- 腸管出血性大腸菌などの食中毒を引き起こす細菌は、食品の中で自ら増殖しますが、
- ノロウイルスは食品の中では増えません。
- ノロウイルスによる食中毒の原因としては、
- 人から人への感染が最も多く
- 食品に付着したノロウイルスは少量でも、
- 人の体内(腸管)に入ってから増殖し、吐き気、おう吐や下痢
- などの症状を引き起こします。
ノロウイルスは、
手指を介した接触感染や食品を介して感染します。
ノロウイルスに対するワクチンは実用化されていないため、
予防には手指の衛生を保つことが重要です。
ノロウイルス食中毒の予防対策は次のとおりです。
- 調理する場所にウイルスを持ち込まない
- 持ち込まれたウイルスを食品につけない
- 食品を適切に加熱する
- 吐物処理を迅速かつ確実に実施する
ノロウイルスによる食中毒の予防には、特に
食事前、トイレの後、調理前後の手洗いが重要
です。
ノロウイルスの場合は、食品中では増えないので、
「つけない」、「やっつける」が重要
となります。
ノロウイルスによる食中毒を防ぐポイントは、
ノロウイルスを
「持ち込まない」
「つけない」
「やっつける」
「ひろげない」
の4つです。
(1)ノロウイルスを「持ち込まない」
調理する人がノロウイルスに感染していると、その人が調理した食品を食べることによって
多くの人にノロウイルスが二次感染してしまいます。
ノロウイルスによる食中毒を防ぐためには、
調理場にウイルスを持ち込まないことが重要です。
- 丁寧な手洗いや日々の健康管理を心がける。
- 腹痛や下痢などの症状があるときは、
- 食品を直接取り扱う作業をしない。

(2)ノロウイルスを「つけない」
食品や食器、調理器具などにノロウイルスを付けないように、
素手で調理済食品に触れない
使い捨て手袋を着用する
衛生的な作業着を着用する
調理などの作業をする前などの「手洗い」の徹底。
手を洗うタイミング
トイレに行った後、
調理施設に入る前、
料理の盛り付けの前、
次の調理作業に入る前、
手袋を着用する前 など
手洗いのポイント
- 指輪や時計などを外し、石けんを使って、指先や爪の間、指と指の間、親指の周り、
- 手首、手の甲など汚れの残りやすいところもしっかりと洗いましょう
- 手を洗った後は、ペーパータオルなどでしっかりと水分をふき取ります
- 手を拭くタオルは共有してはいけません

(3)ノロウイルスを「やっつける」
十分に加熱されていない食品を避ける
食品に付着したノロウイルスを死滅させるためには、
中心温度85℃から90℃、90秒以上の加熱
が必要です。
- - - -
- 課題内容
本文抜粋のうち「ノロウイルスは、手指を介した」で始まる段落を、主な事実を残して、より簡潔に書き直してください。 保存済みデータ項目は、本文抜粋の内容とは関係がありません。

(保存済みデータ項目)
- - - -
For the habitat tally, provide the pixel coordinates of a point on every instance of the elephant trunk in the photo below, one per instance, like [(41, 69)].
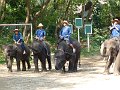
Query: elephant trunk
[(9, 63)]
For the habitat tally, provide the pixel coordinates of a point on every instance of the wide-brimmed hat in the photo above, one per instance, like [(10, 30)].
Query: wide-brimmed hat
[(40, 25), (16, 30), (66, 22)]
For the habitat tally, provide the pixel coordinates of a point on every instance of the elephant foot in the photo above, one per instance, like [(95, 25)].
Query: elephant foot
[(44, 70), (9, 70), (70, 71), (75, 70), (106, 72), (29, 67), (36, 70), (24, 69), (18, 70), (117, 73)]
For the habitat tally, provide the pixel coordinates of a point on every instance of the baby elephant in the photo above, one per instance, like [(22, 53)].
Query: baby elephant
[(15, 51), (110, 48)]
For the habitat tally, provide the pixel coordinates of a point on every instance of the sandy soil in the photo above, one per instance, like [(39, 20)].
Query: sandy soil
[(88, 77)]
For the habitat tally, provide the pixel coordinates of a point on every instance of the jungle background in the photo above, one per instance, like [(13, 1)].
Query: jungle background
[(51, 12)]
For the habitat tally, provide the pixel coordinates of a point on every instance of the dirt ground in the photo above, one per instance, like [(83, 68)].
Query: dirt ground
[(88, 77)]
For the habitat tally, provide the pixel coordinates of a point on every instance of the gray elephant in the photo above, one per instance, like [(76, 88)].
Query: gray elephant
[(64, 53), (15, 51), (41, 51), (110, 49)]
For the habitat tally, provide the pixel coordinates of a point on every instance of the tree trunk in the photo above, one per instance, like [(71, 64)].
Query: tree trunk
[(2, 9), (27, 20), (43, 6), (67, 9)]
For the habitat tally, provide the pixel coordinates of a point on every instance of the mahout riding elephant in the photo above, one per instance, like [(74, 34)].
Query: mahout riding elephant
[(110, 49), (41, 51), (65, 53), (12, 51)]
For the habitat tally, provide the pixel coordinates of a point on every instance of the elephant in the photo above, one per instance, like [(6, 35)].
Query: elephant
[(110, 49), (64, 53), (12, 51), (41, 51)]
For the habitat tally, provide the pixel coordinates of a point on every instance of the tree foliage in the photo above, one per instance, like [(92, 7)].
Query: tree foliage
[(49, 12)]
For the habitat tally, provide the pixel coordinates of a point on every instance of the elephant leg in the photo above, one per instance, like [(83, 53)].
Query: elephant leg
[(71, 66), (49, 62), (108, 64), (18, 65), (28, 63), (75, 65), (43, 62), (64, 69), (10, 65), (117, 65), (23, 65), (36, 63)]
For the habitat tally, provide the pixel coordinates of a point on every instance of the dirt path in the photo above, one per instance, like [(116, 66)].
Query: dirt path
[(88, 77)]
- - - -
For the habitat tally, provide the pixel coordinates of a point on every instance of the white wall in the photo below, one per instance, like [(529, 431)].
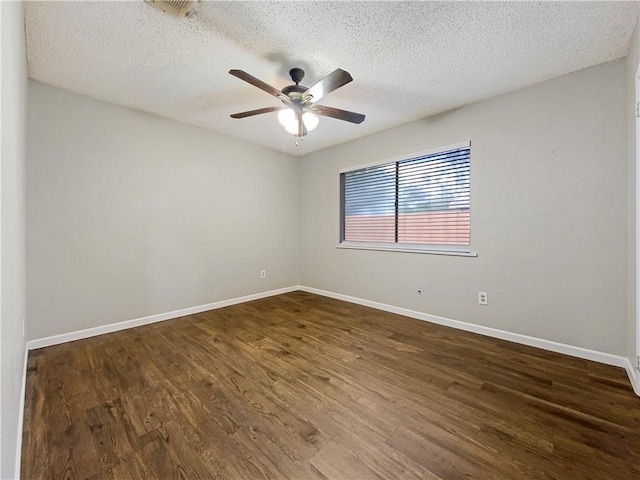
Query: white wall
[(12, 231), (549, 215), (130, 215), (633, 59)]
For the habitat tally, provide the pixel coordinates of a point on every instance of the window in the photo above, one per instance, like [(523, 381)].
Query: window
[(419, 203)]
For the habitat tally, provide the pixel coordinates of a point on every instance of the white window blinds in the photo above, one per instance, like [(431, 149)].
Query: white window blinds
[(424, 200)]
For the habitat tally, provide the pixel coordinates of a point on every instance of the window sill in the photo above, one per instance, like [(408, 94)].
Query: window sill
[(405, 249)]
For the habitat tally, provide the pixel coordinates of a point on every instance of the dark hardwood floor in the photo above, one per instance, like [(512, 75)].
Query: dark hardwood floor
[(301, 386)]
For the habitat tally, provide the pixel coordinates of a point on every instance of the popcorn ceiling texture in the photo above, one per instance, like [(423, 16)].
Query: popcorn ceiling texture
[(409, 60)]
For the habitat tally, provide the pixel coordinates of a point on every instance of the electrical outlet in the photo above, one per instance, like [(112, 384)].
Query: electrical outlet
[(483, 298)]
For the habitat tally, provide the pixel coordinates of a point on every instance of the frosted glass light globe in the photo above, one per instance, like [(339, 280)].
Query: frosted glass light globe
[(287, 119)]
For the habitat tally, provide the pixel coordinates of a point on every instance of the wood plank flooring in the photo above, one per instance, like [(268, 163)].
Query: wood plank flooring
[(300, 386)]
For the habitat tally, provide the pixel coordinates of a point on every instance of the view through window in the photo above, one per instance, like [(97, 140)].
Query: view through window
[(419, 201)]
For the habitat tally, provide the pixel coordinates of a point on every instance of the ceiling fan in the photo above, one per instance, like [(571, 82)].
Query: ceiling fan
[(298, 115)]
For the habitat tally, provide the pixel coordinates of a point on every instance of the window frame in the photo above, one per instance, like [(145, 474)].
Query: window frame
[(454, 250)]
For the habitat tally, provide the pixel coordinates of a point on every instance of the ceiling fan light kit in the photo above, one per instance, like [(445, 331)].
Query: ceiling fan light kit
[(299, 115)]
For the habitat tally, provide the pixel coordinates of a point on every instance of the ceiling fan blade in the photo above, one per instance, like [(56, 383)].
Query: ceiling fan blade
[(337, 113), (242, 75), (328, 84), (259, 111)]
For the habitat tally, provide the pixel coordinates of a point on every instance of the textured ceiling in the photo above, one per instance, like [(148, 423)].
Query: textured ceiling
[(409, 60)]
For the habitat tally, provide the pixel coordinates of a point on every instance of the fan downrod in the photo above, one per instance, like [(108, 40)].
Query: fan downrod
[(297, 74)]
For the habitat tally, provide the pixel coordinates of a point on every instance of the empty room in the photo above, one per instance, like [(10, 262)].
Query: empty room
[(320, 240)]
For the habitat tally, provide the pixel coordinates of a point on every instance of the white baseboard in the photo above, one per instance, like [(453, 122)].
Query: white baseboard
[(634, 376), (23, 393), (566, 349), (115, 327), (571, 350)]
- - - -
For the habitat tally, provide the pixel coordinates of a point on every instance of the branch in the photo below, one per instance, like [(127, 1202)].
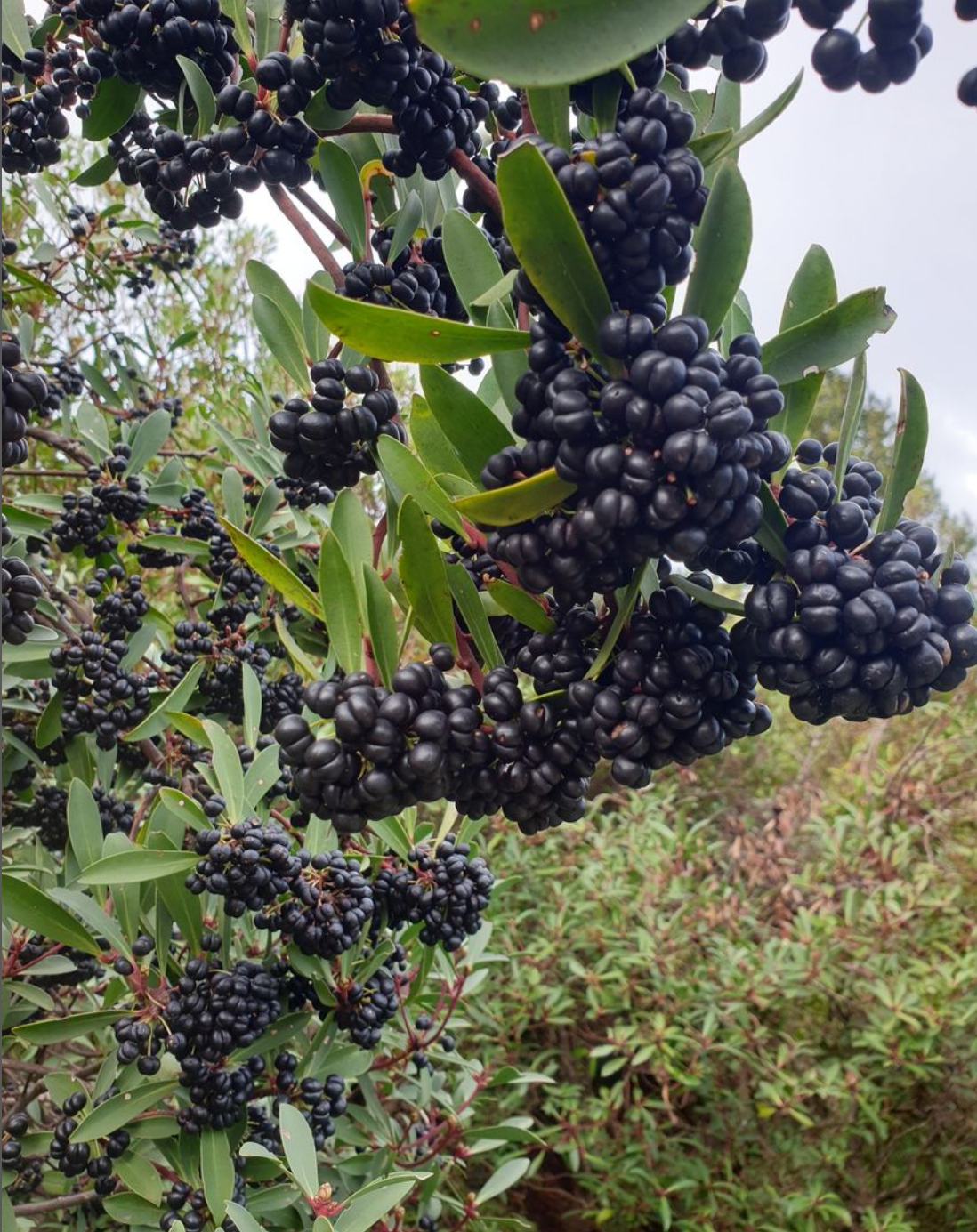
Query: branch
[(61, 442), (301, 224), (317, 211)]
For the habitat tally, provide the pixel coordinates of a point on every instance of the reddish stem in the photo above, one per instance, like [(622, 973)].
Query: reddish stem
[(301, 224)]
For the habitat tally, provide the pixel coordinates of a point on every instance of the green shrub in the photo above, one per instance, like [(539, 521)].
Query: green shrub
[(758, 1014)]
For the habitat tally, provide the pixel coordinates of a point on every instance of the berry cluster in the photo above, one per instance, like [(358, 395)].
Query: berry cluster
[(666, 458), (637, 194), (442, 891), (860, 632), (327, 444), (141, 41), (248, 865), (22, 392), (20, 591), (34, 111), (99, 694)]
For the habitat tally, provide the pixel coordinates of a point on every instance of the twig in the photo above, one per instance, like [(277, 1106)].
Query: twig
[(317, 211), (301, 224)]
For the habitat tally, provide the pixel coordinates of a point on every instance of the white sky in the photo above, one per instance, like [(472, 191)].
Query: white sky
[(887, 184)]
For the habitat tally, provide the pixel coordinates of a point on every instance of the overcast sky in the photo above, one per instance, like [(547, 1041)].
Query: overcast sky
- - - -
- 解答欄
ノロウイルスは手指を介した接触や食品を通じて感染します。ワクチンが実用化されていないため、予防には手指の衛生が重要です。